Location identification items
※ ※ ※

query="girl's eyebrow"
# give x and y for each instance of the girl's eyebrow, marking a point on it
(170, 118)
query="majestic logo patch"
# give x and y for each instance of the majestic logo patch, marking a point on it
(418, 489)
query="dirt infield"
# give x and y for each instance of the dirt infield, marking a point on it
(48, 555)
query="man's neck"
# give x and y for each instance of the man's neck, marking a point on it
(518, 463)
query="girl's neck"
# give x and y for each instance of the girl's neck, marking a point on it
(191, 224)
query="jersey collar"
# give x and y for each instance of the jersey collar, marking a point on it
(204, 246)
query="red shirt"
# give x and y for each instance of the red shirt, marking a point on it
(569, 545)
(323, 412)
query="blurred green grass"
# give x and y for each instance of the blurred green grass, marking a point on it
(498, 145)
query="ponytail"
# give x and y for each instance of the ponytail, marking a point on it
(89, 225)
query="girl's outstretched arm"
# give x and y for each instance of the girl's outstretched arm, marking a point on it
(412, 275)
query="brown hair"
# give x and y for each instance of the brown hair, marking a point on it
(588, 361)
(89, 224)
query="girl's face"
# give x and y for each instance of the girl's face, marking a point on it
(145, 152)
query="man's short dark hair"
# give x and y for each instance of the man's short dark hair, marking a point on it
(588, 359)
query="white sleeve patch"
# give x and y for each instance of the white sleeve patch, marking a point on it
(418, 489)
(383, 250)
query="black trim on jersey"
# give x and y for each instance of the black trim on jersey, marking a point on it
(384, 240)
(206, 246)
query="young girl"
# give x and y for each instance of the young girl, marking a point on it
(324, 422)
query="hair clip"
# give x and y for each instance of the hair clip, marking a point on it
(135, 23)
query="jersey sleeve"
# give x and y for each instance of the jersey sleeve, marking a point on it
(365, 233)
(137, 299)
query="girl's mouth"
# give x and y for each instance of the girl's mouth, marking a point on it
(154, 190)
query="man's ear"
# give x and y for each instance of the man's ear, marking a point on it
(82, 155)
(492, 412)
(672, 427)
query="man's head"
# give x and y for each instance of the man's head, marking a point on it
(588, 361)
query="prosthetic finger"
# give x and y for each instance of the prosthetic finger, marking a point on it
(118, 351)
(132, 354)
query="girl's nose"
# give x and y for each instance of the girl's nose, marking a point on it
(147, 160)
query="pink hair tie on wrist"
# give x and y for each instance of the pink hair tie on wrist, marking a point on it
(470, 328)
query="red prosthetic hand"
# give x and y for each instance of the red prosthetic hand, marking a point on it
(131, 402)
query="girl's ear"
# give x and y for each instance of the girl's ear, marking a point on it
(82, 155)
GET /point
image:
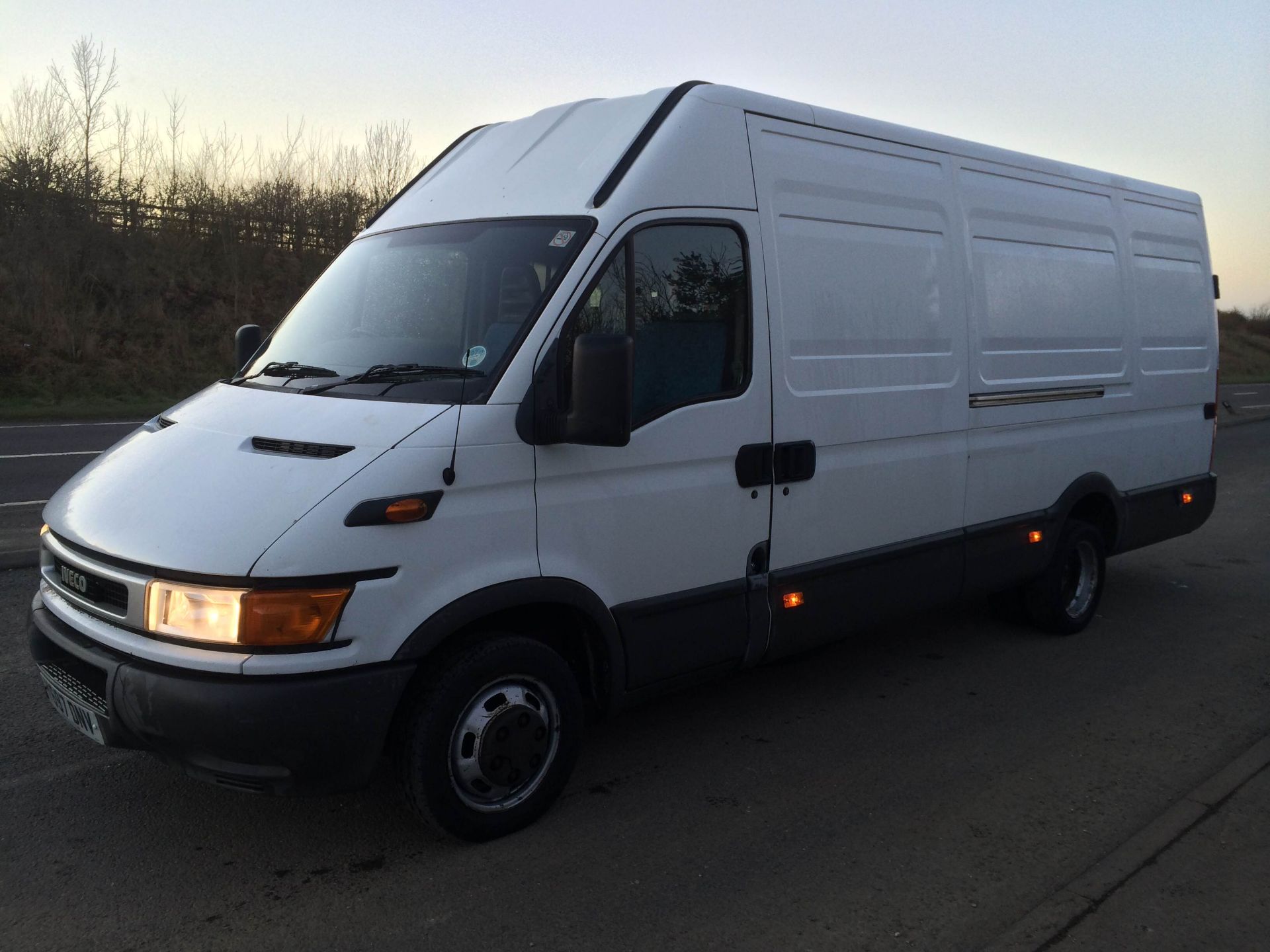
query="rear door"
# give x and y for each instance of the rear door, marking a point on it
(663, 530)
(869, 390)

※ ※ ※

## Goal
Omit the pictures. Transcribe every record exactly.

## Written answer
query="girl's eyebrow"
# give x and y for each instance of the girl's eyebrow, marking a point on it
(170, 118)
query="majestic logo patch"
# give x and y for each instance of the majestic logo patch, marking a point on it
(418, 489)
query="dirt infield"
# give x and y for each instance of the dirt infield, marking a point on it
(48, 555)
query="man's neck"
# give x and y for each instance of the man's neck, marking a point on it
(518, 463)
query="girl's neck"
# give x and y for each instance of the girl's neck, marking a point on it
(191, 224)
query="jersey collar"
# give x and y for each instance of the jersey collar, marking a point on it
(204, 246)
query="red shirt"
# give x and y for each instance of the red shirt, marking a point on it
(569, 545)
(323, 412)
query="blurred green grass"
# give x and y for each instance of the blurred green grass, marking a point on it
(498, 145)
query="ponytail"
# give x and y for each instance of the ponytail, marking a point on it
(89, 225)
query="girl's outstretched arm"
# give x and y for each instance of the girl's outstretched arm, marking a point on it
(412, 275)
query="brown hair"
# give x and y for each instance of the brown hair, marking a point on it
(588, 361)
(89, 224)
query="girl's face"
# give x and y for each instance of the girl's face, marking a point on it
(145, 152)
query="man's short dark hair"
# give x and y for each instance of the man's short dark hair, marking a point on it
(588, 359)
query="white sleeve patch"
# give x and y for each instance of the white sleeve patch, marking a point on it
(418, 489)
(383, 250)
query="black trim on jersey"
# give x and y for each instance of the black trim on jersey, marking a point on it
(384, 240)
(206, 246)
query="young girl"
# give x and y for each instance of the young girl, marking a point on it
(324, 422)
query="hair clip"
# give x and y for each instance of the hair clip, marking a point on it
(135, 23)
query="jersey sleeve"
# give x and y for each instance of the jersey sleeve, marking a point on it
(365, 233)
(137, 299)
query="girl's mouth"
# give x and y for each instance of the girl's mouth, marking a point on it
(154, 190)
query="man's ear"
# give x and y for each instance of the man's ear, marking a point on it
(82, 155)
(492, 412)
(672, 427)
query="man's head"
# give x and y for each instance of the man's head, marking a point on it
(588, 361)
query="prosthetic finger"
# give x and y for each instance of the prosthetic finger, marking a point on it
(118, 351)
(132, 354)
query="girl's nose"
# give x and y for each instance of the girl's nose, marking a point on it
(147, 160)
query="pink hair tie on wrist"
# give x and y for each instance of the pink hair tie on wrist, marking a point on it
(470, 328)
query="red prosthetic hand"
# give x and y for each instance of the red prosthetic hand, marking a point on it
(131, 402)
query="girl's ear"
# give x and y for each instance of the girl's ear, marking a point on it
(82, 155)
GET /point
image:
query="rear door"
# give x and y for each instance of the rear door, marking a point on it
(663, 530)
(869, 390)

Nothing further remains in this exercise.